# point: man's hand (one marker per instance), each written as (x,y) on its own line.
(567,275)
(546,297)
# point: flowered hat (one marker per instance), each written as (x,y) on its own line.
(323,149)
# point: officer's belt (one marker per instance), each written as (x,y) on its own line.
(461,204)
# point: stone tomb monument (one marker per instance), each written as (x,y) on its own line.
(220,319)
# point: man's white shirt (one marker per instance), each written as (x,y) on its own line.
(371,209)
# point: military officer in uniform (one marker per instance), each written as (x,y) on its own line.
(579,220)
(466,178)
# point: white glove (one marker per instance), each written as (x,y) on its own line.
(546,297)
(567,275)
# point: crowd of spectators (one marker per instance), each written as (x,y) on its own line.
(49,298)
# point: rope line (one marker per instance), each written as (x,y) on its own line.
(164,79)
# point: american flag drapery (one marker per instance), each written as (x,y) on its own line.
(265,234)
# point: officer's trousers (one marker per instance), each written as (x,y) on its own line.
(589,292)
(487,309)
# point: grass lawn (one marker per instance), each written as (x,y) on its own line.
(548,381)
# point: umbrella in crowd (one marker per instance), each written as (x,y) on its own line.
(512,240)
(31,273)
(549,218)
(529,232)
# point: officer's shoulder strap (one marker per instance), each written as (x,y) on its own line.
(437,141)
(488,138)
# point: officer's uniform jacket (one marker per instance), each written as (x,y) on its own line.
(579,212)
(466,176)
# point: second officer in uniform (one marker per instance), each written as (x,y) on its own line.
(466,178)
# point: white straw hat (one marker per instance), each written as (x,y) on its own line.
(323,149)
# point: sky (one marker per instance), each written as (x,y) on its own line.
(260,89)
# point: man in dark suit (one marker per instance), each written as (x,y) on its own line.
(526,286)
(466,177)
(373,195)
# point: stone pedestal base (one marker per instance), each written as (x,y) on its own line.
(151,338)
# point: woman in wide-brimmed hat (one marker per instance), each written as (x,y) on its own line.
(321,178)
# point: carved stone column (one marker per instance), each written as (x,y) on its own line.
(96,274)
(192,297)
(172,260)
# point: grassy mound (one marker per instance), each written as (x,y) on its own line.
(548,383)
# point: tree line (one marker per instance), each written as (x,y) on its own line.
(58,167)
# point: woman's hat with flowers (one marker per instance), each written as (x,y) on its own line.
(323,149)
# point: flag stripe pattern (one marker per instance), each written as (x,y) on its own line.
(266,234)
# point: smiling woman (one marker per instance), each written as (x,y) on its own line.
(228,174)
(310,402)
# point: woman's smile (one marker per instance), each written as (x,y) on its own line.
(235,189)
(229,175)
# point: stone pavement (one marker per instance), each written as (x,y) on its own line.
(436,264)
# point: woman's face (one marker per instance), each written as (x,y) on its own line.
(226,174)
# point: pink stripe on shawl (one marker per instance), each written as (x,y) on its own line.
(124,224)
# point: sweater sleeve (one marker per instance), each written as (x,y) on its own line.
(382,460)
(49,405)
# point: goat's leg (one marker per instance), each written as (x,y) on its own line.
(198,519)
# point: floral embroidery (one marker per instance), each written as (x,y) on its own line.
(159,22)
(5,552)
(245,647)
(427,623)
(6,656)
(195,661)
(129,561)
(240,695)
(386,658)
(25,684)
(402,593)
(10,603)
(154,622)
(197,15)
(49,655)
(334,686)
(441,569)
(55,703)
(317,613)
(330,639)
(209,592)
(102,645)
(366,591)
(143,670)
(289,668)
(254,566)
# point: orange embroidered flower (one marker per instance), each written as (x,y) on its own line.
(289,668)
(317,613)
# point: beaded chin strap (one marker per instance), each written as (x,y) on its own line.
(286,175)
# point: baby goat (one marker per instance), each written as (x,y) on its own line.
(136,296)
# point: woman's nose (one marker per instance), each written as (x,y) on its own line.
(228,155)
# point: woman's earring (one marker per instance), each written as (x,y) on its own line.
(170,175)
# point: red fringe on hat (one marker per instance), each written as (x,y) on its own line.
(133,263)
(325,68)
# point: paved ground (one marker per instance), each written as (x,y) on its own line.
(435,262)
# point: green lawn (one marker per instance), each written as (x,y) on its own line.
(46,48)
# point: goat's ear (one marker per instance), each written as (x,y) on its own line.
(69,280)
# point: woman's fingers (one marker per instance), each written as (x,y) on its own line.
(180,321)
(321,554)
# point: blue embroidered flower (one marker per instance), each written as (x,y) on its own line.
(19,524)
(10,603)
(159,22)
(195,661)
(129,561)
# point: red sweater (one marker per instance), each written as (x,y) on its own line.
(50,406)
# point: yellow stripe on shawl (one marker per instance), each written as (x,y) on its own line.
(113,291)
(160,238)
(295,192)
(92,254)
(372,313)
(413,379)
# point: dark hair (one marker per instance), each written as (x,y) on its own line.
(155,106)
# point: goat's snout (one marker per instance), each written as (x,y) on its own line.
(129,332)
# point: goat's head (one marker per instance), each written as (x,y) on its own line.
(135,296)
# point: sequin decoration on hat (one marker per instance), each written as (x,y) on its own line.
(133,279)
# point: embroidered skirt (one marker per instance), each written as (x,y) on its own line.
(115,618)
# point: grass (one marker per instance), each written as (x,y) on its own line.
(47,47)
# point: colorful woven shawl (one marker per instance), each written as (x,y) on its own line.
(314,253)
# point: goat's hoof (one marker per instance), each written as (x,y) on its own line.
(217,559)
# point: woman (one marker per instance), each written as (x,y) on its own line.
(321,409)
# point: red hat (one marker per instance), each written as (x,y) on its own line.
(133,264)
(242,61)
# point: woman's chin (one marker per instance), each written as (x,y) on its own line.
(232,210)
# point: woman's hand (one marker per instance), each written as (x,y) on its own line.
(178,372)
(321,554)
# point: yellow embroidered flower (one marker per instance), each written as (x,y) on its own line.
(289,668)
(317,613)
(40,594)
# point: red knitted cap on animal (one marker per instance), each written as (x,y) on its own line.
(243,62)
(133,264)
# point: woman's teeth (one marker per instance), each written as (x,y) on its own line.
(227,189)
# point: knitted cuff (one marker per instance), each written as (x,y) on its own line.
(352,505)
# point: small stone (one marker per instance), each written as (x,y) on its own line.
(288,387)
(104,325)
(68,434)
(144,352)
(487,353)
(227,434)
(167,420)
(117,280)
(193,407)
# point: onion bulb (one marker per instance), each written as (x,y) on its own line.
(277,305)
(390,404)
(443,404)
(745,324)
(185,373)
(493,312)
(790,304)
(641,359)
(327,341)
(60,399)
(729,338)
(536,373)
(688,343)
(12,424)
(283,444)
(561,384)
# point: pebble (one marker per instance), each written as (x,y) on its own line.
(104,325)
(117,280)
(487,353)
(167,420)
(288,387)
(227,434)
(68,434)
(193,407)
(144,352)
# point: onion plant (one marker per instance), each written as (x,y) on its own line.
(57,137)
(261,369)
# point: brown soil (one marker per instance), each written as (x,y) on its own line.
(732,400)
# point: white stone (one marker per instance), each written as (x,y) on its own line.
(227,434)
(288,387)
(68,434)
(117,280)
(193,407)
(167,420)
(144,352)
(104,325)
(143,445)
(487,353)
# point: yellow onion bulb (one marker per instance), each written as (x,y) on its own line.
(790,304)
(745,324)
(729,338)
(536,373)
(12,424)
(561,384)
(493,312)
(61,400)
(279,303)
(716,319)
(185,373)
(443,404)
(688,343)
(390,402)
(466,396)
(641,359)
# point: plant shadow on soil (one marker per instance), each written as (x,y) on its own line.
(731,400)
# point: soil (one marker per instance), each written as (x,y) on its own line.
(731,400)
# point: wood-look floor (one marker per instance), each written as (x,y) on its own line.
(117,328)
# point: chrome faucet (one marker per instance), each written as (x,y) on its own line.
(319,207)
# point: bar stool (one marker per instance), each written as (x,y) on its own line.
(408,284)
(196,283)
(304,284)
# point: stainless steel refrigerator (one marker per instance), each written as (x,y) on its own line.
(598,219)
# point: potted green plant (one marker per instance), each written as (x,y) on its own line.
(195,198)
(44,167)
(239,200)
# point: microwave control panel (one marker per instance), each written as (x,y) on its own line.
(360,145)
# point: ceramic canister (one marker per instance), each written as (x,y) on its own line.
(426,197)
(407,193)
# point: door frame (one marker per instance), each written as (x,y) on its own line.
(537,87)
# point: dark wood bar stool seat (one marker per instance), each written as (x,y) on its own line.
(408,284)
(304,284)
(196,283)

------------------------------

Instructions to follow:
Copy the records verbatim, starting at the line that contains "# point: white stone" and continuing through the final line of the records, including both.

Expected answer:
# point: white stone (one marker per instance), each written as (x,y) on its own line.
(227,434)
(288,387)
(68,434)
(117,280)
(193,407)
(167,420)
(144,352)
(104,325)
(143,445)
(487,353)
# point: yellow onion bulb (one marker per instance), each written as (x,y) on its own line.
(790,304)
(745,324)
(729,338)
(536,373)
(12,424)
(561,384)
(493,312)
(61,400)
(279,303)
(716,319)
(185,373)
(443,404)
(688,343)
(390,402)
(466,396)
(641,359)
# point: plant shadow on soil (one marker per instance), each written as (x,y) on its own line.
(731,400)
# point: soil (one marker per instance), each written as (x,y) on its own line.
(731,400)
# point: wood-look floor (one marker per instance), each written as (x,y) on its own line.
(117,328)
# point: chrome faucet (one marker per instance), each written as (x,y) on its own line.
(319,207)
# point: bar stool (one marker per instance), each written as (x,y) on its own line.
(408,284)
(196,283)
(304,284)
# point: stainless steel refrigerator (one marker per instance), each written as (x,y) on its own line.
(598,219)
# point: potted green plant (one marker per instance), each written as (x,y) on its own line.
(195,198)
(44,167)
(239,200)
# point: microwave control panel (one marker per instance), each written as (x,y) on its own line.
(360,145)
# point: ceramic canister (one marker per instance), each written as (x,y) on its own line.
(426,197)
(407,193)
# point: door frame (one marker per instance), each written as (x,y) on its own line.
(537,87)
# point: dark wood bar stool seat (one marker per instance), each written as (x,y) on its own line.
(408,284)
(304,284)
(196,283)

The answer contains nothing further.